§ PROBLEM DESCRIPTION: What you return should be the lines of the data containing "shoulder", each in full.

Extracted records
↓

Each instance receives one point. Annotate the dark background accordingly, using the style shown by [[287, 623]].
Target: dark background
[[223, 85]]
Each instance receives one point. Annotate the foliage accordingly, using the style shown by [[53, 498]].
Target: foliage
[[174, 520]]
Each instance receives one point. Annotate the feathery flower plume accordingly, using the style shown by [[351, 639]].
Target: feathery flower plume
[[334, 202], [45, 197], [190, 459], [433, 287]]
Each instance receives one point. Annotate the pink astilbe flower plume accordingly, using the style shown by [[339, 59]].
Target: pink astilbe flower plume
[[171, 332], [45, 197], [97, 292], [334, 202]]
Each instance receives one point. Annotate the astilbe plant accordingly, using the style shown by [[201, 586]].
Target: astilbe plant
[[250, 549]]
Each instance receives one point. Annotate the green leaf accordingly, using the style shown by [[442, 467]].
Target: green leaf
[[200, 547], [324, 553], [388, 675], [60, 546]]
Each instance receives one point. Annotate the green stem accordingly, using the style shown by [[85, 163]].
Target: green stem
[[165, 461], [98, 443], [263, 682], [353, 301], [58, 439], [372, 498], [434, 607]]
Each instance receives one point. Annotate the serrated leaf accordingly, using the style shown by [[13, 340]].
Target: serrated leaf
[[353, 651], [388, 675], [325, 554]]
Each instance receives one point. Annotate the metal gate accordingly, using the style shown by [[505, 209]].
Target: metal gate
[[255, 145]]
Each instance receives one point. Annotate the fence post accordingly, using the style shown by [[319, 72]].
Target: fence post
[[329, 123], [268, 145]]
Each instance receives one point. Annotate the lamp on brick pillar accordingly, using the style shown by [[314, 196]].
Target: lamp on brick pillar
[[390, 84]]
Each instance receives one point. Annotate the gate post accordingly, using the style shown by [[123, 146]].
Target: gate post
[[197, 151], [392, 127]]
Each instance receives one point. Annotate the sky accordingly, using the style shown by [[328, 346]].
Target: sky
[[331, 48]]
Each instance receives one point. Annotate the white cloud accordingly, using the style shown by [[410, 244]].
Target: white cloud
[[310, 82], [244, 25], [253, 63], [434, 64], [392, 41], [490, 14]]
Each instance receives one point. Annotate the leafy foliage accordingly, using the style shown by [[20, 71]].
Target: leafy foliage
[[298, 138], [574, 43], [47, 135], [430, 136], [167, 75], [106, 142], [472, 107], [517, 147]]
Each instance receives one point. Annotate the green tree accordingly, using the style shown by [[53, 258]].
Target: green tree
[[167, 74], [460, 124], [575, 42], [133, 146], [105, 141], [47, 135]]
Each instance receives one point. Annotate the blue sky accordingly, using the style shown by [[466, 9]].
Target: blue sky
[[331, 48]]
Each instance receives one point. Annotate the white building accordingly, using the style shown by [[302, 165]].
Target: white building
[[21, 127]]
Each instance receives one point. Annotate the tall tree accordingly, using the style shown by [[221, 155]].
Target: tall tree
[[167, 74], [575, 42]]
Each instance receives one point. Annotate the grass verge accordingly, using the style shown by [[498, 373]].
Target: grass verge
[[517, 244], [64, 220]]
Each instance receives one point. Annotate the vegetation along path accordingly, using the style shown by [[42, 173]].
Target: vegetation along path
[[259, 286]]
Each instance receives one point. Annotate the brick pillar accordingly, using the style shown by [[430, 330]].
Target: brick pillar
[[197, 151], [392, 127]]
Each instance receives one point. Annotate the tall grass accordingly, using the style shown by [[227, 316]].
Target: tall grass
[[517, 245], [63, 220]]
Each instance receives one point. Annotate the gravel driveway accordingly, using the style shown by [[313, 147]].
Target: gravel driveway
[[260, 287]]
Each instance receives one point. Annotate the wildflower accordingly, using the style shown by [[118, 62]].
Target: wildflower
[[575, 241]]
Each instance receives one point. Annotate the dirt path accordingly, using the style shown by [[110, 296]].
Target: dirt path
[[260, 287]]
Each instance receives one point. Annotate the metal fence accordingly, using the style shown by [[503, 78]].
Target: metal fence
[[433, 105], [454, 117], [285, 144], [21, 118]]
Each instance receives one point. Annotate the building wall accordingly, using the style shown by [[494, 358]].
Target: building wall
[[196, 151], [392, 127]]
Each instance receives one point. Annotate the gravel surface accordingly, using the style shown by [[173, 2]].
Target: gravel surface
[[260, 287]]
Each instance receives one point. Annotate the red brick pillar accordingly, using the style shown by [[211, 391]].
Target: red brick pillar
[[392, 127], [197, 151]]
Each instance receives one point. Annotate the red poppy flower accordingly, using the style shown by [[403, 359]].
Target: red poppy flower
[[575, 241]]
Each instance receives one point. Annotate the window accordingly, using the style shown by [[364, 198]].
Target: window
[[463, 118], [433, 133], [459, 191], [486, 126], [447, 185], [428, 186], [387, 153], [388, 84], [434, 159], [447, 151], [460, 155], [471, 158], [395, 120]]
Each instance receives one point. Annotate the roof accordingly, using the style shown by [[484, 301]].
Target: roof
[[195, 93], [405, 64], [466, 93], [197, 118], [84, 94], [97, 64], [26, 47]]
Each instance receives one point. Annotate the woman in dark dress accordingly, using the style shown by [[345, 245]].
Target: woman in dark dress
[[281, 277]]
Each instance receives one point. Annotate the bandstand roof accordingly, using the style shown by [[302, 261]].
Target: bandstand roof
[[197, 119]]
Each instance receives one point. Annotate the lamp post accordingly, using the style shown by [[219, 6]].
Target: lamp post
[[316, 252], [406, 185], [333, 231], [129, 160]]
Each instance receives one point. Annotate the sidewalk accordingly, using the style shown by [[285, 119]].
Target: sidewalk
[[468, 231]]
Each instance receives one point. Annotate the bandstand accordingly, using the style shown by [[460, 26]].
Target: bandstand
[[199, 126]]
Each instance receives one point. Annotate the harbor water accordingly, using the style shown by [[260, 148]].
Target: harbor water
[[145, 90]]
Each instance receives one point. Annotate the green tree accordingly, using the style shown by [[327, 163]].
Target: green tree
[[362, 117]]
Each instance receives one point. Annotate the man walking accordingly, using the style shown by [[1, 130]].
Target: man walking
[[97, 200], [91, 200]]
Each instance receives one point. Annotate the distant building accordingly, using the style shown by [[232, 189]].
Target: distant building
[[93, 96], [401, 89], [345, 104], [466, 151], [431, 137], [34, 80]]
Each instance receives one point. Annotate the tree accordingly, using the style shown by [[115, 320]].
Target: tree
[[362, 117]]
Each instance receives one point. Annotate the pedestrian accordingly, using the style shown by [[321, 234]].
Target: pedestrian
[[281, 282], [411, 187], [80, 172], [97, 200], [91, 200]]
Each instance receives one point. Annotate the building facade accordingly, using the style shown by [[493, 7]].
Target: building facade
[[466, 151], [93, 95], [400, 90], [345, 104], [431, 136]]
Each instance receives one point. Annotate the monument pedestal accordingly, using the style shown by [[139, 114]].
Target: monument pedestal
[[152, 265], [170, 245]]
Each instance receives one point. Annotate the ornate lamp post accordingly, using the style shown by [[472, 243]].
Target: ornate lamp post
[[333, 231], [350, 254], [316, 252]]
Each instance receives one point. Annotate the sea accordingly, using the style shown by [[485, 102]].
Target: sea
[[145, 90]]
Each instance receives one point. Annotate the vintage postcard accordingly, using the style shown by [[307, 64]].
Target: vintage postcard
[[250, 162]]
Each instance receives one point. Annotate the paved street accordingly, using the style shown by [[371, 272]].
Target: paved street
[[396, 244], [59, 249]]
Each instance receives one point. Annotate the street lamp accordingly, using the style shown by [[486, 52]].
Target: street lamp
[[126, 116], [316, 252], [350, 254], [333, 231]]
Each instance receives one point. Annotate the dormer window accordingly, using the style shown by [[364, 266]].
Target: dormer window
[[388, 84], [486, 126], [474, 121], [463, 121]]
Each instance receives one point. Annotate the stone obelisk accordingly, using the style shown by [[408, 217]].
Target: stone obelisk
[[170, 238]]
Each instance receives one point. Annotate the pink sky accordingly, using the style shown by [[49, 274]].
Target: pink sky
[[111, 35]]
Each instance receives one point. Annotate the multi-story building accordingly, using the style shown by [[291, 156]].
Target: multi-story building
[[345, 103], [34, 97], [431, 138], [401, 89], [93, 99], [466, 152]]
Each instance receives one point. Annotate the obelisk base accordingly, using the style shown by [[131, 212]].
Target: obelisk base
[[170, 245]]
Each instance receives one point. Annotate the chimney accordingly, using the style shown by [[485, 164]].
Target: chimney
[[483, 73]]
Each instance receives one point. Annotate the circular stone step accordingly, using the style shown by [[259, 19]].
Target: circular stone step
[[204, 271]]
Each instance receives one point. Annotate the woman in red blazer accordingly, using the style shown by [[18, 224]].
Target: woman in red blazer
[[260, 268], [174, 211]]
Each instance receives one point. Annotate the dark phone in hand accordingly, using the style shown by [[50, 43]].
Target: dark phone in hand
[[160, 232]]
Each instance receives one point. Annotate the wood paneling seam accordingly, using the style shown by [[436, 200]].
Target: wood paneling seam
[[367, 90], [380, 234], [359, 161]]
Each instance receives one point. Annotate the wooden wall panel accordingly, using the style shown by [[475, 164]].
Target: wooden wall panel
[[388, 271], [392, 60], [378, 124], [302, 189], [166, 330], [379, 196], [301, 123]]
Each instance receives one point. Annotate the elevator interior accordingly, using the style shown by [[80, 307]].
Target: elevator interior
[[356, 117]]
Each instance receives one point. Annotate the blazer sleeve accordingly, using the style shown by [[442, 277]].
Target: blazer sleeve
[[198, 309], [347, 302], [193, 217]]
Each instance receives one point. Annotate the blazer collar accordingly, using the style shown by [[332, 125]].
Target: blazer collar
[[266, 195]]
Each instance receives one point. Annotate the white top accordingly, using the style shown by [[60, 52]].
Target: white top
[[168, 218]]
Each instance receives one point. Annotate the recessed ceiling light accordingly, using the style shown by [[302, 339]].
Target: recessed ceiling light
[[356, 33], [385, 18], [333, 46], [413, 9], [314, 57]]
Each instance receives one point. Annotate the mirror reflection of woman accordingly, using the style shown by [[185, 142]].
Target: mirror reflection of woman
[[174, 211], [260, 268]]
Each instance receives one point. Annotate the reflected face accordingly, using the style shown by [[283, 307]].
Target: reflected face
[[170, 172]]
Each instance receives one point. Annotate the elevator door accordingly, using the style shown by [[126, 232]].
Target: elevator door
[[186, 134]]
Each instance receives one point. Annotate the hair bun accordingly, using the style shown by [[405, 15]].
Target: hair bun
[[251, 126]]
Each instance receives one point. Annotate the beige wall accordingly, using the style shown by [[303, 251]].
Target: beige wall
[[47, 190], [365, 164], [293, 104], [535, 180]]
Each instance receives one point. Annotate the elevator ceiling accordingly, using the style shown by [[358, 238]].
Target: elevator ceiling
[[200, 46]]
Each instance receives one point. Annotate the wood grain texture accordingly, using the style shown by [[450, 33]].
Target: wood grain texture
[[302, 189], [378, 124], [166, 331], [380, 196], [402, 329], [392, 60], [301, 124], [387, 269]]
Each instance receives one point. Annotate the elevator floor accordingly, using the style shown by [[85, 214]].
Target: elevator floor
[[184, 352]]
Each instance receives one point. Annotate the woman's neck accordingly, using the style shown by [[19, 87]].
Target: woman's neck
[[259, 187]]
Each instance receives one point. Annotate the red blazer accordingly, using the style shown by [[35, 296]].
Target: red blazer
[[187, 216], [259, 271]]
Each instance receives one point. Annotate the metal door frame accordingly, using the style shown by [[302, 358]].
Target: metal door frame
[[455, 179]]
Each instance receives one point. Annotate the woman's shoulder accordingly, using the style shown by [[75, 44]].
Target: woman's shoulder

↑

§ TASK SOLUTION:
Each instance receives one point. Annotate the woman's shoulder accordingly, using the style shown by [[75, 44]].
Target: woman's shoulder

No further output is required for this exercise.